### Source document
#####

Miss REGAN. No; I want emphatically to deny that. I want to say to-day that the Catholic people of the United States are just as much interested in the public schools as are any of the other people. We have 2,000,000 children in our Catholic schools, and we have approximately 6,000,000 children in the public schools. We are willingly paying our taxes to the support of the public schools, and at the same time are expending $70,000,000, exclusive of cost of buildings, because of the fact that we believe religion is an essential part of education. We never can expect to take care of all our children in parochial schools. We are speaking as American citizens, and I believe in this bill there is absolutely nothing antagonistic to the Catholic schools. I am opposing it from a point of view of a citizen and a former public-school teacher and member of the board of education

Mr ROBSION. In reading from the church authorities of your church, they take just the opposite view. For instance, here is one work, "A manual of moral theology," by Rev. Thomas S. J. Slater, with notes on American legislation by Řev. Michael Martin, S. J., professor of moral theology, St. Louis University, in which this language is used:

"The church," referring to the Catholic Church, "has received a divine commission to teach, and those who by baptism have become subject to her authority are obliged to be guided by her directions in this all-important matter," speaking of education. "The church condemns all non-Catholic schools, whether they be heretical and schismatical or secularist, and she declares that as a general rule no Catholic parent can send his young children to such schools for educational purposes without exposing their faith and morals to serious risk, and thereby committing a grave sin. A Catholic child, if educated away from home, should be placed in a Catholic school under Catholic masters or mistresses. Sad experience in many different countries has shown how necessary this is for the preservation of the Catholic faith.

#####

### Jobs
A. In the hearing transcript, how much money does Miss Regan say Catholics spend on their schools, not counting buildings?
B. Continue the hearing transcript on Catholic and public schools from where it stops.
The lines that come after the hearing transcript are separate material.

#####

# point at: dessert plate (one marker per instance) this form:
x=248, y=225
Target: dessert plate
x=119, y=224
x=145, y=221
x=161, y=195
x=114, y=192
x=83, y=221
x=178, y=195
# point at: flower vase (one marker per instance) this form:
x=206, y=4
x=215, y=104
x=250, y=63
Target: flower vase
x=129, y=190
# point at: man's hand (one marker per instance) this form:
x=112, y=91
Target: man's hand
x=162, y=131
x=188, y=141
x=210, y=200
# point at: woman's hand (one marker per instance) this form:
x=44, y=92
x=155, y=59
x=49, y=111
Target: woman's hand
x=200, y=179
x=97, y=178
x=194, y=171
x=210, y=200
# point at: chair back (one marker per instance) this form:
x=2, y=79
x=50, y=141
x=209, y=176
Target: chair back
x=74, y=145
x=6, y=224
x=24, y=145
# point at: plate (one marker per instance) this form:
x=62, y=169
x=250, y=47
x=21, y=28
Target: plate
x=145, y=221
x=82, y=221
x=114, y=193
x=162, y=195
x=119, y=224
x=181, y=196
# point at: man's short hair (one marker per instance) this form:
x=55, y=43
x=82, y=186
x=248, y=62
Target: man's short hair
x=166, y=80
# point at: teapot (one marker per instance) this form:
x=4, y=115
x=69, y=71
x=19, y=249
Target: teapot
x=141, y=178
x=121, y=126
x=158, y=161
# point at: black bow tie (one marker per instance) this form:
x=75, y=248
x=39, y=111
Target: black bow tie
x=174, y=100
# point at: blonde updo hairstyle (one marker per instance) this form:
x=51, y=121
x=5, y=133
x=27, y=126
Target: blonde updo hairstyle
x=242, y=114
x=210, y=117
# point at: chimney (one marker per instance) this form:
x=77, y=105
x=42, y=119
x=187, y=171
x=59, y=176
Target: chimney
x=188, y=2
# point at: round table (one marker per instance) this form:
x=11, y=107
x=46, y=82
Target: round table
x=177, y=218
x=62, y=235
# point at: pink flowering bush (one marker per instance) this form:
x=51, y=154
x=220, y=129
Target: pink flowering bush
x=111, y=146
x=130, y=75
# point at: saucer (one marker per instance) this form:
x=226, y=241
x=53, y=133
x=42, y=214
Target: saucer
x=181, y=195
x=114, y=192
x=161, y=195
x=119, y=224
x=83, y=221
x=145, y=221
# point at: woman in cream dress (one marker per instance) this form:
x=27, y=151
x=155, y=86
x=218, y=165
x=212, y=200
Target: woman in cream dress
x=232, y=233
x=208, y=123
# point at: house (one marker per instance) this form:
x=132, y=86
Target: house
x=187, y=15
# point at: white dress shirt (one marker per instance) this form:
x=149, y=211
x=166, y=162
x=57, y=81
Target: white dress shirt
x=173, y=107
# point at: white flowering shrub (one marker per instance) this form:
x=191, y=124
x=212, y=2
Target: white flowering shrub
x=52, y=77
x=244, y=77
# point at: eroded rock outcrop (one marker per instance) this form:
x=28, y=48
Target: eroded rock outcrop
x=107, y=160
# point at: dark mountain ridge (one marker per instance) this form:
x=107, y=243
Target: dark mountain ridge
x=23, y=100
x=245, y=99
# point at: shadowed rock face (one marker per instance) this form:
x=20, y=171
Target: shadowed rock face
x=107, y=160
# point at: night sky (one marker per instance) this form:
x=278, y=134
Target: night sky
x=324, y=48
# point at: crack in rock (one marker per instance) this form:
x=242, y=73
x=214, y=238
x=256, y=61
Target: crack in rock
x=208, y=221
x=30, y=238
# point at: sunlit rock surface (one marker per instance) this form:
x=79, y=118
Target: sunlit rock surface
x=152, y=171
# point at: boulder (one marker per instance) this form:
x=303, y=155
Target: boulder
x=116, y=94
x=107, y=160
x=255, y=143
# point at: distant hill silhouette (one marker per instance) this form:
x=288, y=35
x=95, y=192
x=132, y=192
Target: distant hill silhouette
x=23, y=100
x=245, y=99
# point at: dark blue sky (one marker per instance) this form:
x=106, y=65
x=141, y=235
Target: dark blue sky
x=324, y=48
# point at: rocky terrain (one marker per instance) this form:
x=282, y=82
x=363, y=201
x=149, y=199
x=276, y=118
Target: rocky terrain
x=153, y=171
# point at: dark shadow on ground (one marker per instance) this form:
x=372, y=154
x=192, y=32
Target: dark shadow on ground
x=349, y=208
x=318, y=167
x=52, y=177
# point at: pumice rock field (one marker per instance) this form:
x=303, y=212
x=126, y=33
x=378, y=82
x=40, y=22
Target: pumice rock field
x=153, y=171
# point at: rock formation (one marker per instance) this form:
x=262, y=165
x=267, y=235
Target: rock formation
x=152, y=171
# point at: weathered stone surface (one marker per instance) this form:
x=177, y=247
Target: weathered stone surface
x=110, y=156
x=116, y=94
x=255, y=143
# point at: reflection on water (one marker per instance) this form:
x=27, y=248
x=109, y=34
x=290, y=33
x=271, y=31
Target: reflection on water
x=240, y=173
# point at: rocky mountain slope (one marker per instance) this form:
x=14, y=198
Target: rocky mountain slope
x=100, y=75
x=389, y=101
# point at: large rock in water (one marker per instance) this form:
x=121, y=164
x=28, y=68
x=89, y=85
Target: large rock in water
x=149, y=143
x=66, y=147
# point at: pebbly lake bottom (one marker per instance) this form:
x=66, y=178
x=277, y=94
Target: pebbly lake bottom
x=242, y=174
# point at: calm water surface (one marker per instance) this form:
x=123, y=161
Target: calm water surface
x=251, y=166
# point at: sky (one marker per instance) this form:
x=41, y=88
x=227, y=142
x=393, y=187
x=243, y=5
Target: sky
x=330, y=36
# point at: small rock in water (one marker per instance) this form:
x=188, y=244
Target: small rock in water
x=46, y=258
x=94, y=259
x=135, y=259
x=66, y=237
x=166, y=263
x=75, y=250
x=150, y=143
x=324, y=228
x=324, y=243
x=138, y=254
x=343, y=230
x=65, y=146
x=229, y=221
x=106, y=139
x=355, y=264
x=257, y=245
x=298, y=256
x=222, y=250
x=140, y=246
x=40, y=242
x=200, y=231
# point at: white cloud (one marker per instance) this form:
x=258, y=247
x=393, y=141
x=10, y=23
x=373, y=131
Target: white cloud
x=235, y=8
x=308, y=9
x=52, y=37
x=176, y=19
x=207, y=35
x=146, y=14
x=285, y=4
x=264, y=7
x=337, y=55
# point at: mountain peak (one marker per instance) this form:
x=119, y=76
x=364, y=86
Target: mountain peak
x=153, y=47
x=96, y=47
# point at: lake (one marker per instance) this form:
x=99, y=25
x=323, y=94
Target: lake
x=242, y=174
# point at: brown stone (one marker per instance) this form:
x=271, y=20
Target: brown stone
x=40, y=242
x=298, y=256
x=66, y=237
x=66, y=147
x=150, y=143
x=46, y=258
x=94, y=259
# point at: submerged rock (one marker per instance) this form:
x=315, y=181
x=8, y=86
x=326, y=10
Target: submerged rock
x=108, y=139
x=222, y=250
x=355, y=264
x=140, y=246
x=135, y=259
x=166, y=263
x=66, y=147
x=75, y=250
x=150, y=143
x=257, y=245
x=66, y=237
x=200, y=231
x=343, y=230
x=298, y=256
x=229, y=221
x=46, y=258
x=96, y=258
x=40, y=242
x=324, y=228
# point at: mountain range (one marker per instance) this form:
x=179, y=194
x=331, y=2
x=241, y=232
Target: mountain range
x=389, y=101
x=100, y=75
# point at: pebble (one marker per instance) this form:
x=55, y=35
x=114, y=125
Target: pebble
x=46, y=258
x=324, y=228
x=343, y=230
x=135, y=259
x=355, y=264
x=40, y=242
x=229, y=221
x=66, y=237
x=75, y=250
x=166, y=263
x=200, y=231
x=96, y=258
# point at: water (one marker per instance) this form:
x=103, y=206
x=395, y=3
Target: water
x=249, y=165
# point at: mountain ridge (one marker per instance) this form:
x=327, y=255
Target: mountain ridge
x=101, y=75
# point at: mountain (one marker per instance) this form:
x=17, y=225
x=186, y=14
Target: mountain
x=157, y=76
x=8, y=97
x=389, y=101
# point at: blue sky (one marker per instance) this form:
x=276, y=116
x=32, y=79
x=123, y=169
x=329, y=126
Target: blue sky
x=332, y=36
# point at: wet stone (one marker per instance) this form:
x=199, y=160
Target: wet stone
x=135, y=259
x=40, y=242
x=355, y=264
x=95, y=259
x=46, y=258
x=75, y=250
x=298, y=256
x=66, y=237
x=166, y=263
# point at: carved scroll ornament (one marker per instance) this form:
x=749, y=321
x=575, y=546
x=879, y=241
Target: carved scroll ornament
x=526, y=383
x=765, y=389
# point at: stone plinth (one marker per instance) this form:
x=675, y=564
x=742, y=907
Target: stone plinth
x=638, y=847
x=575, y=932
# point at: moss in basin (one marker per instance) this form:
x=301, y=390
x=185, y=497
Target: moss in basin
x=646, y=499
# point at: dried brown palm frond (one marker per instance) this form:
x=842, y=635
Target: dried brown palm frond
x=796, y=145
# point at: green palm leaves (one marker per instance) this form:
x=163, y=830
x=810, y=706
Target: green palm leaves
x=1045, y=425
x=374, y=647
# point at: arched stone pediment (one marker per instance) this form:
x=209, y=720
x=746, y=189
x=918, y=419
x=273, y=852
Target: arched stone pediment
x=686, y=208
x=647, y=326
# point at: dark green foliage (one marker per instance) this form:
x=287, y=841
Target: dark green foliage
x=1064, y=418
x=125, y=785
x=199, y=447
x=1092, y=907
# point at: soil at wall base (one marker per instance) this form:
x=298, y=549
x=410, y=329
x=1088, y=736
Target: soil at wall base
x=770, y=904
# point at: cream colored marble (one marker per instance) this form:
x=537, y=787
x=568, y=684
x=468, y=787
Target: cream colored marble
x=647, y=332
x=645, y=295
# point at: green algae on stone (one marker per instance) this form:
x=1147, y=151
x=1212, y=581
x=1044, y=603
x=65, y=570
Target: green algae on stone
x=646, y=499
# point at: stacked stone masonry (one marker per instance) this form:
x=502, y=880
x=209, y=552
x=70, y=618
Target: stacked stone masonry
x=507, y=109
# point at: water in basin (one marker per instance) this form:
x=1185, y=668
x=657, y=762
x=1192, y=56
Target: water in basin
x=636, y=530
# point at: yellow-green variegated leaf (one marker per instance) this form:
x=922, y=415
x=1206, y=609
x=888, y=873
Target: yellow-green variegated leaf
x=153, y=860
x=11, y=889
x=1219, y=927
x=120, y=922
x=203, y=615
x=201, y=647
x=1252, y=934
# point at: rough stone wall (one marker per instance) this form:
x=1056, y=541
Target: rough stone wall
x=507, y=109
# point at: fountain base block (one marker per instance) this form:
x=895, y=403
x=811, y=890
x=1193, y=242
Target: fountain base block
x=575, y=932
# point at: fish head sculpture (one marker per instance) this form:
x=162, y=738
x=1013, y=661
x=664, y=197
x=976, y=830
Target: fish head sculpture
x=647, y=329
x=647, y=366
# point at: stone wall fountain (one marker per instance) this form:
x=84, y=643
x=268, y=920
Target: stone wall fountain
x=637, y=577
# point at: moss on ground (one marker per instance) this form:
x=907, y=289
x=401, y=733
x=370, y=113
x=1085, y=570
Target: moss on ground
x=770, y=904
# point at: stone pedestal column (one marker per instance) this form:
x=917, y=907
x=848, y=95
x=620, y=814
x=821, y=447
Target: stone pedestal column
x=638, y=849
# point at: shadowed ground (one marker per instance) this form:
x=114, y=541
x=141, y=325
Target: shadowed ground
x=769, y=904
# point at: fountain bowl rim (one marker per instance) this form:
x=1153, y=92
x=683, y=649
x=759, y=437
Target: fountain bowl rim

#####

### Solved tasks
A. $70,000,000.

B.
"If, however, there is no suitable Catholic school to which children can be sent, they may be sent to a non-Catholic school, provided the proximate danger can be made remote by using the proper means, and provided that the parents see to the religious instruction of their children. In many countries, as in England, the bishops have reserved to themselves the decision as to whether in any particular case these conditions are fulfilled. The priest, therefore, should not take it upon himself to deny the sacraments to parents who send their children to a non-Catholic school; the case should be sent to the bishop."

Now, I have a great many authorities.

Miss REGAN. Mr. Chairman, may I say that I think this

Mr. ROBSION. A great many authorities here

Miss REGAN. That this is not

Mr. ROBSION. Amounting practically

Miss REGAN. I protest against this discussion and take exception

to your position.

Mr. ROBSION. Wait a minute, that I may state my position.

Miss REGAN. I am discussing this matter as a citizen, and I stand on my rights as an American citizen. If a Catholic priest or bishop should protest to me if I stood in favor of this bill, I would have the same right as any American citizen to say that I was in favor of it.

Mr. Chairman, there is no religious question involved. It is not a question of the attitude of the Catholic church toward education, nor its claim that religious teaching is essential for the lives of the children, which claim is becoming recognized more and more by people throughout the country daily.

Mr. KVALE. Also by the National Education Association.
Miss REGAN. But you are putting me in-

Mr. ROBSION. Wait a minute.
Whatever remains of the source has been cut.